• Data for this exercise
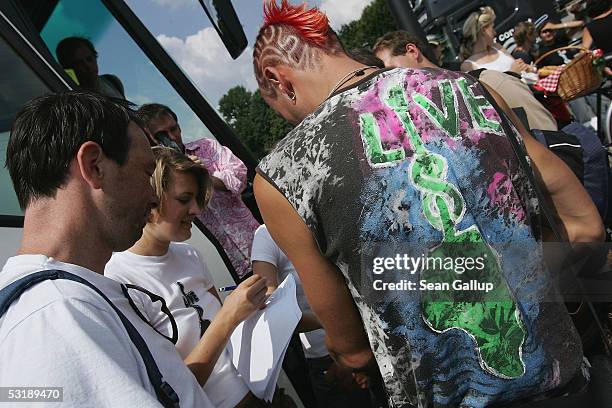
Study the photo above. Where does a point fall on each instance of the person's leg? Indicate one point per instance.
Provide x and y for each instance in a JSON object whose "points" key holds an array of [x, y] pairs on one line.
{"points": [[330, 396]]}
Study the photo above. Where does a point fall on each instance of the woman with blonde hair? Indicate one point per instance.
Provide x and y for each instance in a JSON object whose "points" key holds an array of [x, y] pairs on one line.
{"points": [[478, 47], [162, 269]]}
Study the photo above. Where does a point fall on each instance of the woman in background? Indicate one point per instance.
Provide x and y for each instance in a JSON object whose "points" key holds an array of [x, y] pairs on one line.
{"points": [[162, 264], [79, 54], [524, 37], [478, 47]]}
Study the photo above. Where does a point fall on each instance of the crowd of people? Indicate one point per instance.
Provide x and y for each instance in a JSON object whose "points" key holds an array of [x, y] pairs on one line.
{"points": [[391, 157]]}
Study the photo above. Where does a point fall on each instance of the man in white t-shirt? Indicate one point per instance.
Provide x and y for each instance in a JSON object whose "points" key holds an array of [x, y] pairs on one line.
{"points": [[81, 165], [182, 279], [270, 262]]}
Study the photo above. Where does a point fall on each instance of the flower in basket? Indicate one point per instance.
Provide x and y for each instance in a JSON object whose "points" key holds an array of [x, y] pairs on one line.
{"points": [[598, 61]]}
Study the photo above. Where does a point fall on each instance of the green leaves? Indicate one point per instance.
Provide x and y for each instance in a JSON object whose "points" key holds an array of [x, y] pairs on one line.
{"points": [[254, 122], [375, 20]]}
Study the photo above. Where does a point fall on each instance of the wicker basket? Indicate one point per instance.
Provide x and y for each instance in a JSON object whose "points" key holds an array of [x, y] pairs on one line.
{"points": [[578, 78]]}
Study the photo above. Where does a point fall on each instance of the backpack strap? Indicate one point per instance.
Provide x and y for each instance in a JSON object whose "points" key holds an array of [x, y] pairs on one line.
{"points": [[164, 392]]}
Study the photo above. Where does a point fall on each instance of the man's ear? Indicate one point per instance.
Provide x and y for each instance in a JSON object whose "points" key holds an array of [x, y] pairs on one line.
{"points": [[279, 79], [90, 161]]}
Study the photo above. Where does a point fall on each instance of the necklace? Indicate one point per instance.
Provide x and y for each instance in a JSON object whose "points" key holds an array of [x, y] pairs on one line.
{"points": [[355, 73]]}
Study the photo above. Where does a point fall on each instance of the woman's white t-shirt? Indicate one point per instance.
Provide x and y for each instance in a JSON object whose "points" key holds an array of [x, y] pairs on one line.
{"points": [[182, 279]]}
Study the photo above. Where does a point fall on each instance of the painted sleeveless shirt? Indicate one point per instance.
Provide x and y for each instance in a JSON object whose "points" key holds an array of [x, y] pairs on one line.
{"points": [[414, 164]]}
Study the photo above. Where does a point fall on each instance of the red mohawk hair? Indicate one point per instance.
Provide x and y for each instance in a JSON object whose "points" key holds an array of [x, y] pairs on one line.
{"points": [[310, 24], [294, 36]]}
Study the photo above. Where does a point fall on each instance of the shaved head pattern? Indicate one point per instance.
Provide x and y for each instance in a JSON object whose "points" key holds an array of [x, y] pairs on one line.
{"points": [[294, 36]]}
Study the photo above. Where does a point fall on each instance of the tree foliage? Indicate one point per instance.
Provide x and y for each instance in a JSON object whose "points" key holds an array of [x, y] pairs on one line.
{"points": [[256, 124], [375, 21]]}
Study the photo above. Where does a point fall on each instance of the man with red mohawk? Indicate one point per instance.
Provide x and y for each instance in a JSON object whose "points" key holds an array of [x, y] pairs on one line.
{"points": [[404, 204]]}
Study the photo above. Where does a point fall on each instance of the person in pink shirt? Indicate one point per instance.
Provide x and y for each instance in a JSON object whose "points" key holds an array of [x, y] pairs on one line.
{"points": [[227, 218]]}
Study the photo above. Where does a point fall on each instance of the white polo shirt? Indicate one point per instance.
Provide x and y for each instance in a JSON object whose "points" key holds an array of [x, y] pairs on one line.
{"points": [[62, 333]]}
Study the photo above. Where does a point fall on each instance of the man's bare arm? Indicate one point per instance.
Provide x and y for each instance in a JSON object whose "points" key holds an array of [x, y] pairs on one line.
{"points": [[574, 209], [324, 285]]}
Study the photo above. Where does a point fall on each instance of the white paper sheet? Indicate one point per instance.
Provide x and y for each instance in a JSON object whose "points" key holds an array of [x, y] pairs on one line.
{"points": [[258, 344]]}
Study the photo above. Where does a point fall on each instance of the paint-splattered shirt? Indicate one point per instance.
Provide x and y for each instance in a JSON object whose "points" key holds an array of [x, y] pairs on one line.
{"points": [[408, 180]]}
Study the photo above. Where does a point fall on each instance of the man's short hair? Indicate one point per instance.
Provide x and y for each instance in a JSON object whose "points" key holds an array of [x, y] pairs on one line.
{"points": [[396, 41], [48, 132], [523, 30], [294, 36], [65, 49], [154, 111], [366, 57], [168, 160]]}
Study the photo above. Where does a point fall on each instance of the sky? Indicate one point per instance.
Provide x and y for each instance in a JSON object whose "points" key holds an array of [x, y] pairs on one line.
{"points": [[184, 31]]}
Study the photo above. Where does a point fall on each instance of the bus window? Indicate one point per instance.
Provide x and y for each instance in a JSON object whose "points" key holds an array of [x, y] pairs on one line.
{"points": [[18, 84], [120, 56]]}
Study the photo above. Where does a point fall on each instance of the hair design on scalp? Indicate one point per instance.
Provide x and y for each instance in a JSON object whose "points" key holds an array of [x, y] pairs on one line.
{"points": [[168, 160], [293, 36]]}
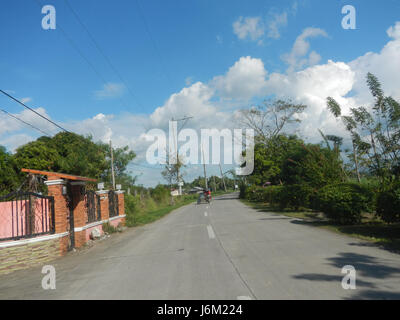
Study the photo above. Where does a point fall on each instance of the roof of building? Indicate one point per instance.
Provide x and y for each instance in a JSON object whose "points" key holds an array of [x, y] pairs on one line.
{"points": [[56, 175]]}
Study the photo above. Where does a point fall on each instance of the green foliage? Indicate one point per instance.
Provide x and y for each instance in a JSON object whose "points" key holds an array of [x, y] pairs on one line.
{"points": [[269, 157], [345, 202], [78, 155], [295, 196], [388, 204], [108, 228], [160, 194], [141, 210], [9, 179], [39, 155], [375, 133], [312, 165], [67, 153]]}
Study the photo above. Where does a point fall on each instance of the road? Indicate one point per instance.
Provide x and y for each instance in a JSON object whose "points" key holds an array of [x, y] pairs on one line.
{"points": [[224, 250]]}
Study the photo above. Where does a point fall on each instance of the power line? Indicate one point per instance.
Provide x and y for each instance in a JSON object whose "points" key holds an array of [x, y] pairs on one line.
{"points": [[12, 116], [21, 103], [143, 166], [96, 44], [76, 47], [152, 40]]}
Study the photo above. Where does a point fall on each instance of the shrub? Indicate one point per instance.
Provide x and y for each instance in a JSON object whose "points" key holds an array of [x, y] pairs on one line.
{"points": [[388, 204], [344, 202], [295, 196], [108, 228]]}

• Exercise instructions
Extract only the lines from the line containing "scalp? Indicate one point per instance." through the final line of the records; keep both ends and drop every picture.

• Written solution
Study the photo above. Where does a point fall on each instance of the hair design on scalp? Indicate one point per instance.
Provide x and y for each instance in a JSON object whose "points" key holds an array of [x, y] pairs on one line.
{"points": [[168, 160], [293, 36]]}
Study the photo above. Where does a point fall on each instance of the roof of building? Indicate one point per instance.
Provide x and y for each instance in a JSON object whose "points" key holds an array of [x, y] pairs on one line.
{"points": [[56, 175]]}
Study the photo above. Where does a point fall on each instance of the green foliage? Indicate one point per instance.
Provide x and y for each instance in a JSON object whose "points" key holds an array of [x, y] pairs on one line.
{"points": [[269, 157], [345, 202], [78, 155], [295, 196], [388, 204], [108, 228], [160, 194], [141, 210], [9, 179], [39, 155], [375, 133], [312, 165], [67, 153]]}
Study the photo above. Where does a point fall on each instance of the road? Indicate one point per instance.
Provide x and y for each instance in a JSON object whose "points" key holds an array of [x, y] pairs on one line.
{"points": [[224, 250]]}
Study the photo above. Where does a point fall on each instance of the power line? Indicate one point per instance.
Provide x and y for each instance in a JSON object whose "points" key holds an array of [x, y] pairs on one line.
{"points": [[12, 116], [21, 103], [143, 166], [96, 44], [76, 47], [152, 40]]}
Study the photo above. Where does a point fall on each instance of the shrub? Indicate one point per instance.
Provide x and y for each instance in a JSON object whose "points" key holds an array of [x, y] pairs on one line.
{"points": [[388, 204], [344, 202], [295, 196], [108, 228]]}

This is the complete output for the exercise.